* _Exercícios_
1. Enumere todos os aspetos que, segundo o excerto, a utilização do pré-teste permitiu verificar.
2. Transcreva do excerto o trecho que vai de "Ainda que não" a "pelo recém-aposentados portugueses.".

* _Excerto_
Antes da validação do instrumento, testou-se a sua adequação ao público-alvo, através da sua aplicação em pequena escala. O pré-teste (Ghiglione & Matalon, 1995) foi relevante pois permitiu fazer o ensaio da escala numa amostra constituída por um pequeno grupo de pessoas com características idênticas à da população-alvo, de forma a fazer aferições finais que garantissem o sucesso do instrumento e das posteriores administrações. A utilização de um pré-teste, com uma pequena amostra, permitiu verificar se a linguagem era adequada, se a escala tinha demasiados itens, se era demasiado longa ou se as questões não eram claras. Embora o pré-teste não tenha trazido alterações à escala, permitiu uma estimativa do tempo necessário para a preencher.
A determinação dos critérios de qualidade desta escala decorreu do objetivo de criar um instrumento válido e fiável para medir o ajustamento dos indivíduos à aposentação. A versão final foi aplicada a 115 participantes, seguindo-se a avaliação das características psicométricas.
Ainda que não existam estudos anteriores com instrumentos que avaliem este constructo, o facto de nas várias dimensões da EPFAR, os valores de ( encontrados revelarem uma boa consistência interna, veio assegurar que a escala validada poderá ser aplicada no futuro, com garantias de resultados consistentes.
A escala também revelou adequadas características de validade, avaliadas através da análise fatorial. A escala foi agrupada em quatro fatores, relacionados com as suas dimensões, referenciadas pelo recém-aposentados portugueses.

* _Informação apresentada_

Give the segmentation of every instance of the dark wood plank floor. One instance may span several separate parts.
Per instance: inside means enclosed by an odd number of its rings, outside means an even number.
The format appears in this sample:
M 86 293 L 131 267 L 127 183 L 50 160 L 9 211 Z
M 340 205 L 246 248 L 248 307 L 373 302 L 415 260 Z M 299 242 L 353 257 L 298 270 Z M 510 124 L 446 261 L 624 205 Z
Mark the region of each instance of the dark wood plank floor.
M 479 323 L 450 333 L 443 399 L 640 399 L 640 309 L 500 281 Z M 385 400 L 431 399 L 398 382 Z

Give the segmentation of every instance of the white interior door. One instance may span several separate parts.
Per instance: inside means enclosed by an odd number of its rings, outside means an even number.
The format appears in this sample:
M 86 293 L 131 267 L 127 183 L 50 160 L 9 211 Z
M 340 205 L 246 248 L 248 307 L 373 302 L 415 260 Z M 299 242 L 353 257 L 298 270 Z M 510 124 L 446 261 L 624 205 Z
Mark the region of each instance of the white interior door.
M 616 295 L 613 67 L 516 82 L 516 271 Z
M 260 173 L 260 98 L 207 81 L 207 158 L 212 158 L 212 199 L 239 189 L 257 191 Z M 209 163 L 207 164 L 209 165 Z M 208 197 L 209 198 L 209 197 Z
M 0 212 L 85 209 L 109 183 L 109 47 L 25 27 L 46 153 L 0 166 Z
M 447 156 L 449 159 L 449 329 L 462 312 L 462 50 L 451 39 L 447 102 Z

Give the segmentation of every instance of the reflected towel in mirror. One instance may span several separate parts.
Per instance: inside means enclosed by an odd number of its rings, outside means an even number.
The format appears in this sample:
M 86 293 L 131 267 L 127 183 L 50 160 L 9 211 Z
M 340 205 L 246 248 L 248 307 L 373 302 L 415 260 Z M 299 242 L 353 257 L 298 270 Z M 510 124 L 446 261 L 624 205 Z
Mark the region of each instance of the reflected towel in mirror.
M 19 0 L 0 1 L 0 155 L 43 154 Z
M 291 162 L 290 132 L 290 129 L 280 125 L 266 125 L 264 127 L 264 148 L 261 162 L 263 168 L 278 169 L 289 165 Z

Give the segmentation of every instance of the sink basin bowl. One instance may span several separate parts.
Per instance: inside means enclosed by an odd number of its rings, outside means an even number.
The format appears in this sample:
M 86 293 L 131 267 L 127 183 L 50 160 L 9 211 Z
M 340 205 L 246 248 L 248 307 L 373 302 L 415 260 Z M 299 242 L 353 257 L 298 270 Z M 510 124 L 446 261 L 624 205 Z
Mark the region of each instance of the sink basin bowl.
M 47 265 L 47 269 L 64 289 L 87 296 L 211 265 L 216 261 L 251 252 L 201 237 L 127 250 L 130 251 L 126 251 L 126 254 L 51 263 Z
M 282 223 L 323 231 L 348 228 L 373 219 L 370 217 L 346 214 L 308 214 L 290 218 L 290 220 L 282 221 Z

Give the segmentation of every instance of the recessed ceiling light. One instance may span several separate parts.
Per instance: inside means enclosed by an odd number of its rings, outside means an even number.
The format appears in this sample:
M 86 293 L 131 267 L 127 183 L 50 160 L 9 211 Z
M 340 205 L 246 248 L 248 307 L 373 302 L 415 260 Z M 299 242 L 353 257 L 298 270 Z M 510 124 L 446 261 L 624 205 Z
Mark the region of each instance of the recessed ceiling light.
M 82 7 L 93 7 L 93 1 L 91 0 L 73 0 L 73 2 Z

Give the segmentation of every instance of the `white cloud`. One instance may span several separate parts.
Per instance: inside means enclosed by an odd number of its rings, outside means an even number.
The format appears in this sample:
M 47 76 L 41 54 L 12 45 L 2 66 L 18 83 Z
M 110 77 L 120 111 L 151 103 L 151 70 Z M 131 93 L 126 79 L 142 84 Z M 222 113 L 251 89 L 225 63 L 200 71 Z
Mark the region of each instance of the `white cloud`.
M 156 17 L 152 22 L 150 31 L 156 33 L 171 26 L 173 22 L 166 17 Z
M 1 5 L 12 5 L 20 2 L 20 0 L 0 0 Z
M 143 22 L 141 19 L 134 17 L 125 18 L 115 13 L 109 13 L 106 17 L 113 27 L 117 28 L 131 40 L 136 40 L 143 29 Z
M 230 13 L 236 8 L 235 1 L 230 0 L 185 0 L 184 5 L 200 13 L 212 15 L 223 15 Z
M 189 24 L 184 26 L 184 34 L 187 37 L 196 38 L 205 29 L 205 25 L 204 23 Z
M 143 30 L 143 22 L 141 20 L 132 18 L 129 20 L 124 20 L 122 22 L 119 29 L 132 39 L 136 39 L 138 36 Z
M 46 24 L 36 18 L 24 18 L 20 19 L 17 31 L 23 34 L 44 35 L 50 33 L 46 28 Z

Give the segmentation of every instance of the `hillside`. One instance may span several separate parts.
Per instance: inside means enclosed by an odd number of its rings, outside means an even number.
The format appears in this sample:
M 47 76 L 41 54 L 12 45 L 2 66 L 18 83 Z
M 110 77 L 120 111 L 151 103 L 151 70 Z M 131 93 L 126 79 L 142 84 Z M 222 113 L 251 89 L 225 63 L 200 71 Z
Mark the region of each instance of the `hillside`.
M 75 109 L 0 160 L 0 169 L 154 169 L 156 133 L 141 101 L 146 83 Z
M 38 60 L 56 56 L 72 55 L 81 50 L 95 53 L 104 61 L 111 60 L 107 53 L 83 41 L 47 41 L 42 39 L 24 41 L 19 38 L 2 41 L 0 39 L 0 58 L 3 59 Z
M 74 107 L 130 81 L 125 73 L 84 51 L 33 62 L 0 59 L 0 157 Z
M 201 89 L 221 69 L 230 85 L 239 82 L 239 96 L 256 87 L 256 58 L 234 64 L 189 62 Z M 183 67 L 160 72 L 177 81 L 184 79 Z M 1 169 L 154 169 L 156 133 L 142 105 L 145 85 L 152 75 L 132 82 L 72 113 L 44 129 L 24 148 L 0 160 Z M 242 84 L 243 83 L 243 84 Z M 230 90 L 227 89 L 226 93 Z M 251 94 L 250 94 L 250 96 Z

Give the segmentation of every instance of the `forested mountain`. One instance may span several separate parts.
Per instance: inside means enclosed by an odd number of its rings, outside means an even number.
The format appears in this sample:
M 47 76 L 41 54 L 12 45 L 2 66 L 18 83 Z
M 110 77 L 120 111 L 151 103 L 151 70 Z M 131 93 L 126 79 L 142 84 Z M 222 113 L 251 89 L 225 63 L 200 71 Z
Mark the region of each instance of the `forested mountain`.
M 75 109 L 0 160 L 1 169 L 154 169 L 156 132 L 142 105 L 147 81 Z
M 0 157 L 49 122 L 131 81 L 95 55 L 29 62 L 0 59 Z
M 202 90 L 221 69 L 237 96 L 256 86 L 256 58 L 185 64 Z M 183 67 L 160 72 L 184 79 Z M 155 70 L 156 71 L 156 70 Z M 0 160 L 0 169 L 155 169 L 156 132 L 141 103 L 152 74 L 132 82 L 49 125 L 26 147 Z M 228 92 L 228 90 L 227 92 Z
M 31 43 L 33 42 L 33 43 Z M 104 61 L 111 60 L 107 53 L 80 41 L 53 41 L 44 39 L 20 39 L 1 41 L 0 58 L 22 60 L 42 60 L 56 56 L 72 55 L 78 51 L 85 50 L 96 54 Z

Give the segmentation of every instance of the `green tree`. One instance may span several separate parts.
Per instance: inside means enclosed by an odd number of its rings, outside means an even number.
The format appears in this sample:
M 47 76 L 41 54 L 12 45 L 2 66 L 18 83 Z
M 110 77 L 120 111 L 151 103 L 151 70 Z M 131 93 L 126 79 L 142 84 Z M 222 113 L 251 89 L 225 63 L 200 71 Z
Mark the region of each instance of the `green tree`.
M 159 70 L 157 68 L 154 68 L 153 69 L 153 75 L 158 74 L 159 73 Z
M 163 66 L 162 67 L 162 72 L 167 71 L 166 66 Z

* _Exercícios resolvidos_
1.
- se a linguagem era adequada
- se a escala tinha demasiados itens
- se era demasiado longa
- se as questões não eram claras

2.
Ainda que não existam estudos anteriores com instrumentos que avaliem este constructo, o facto de nas várias dimensões da EPFAR, os valores de ( encontrados revelarem uma boa consistência interna, veio assegurar que a escala validada poderá ser aplicada no futuro, com garantias de resultados consistentes.
A escala também revelou adequadas características de validade, avaliadas através da análise fatorial. A escala foi agrupada em quatro fatores, relacionados com as suas dimensões, referenciadas pelo recém-aposentados portugueses.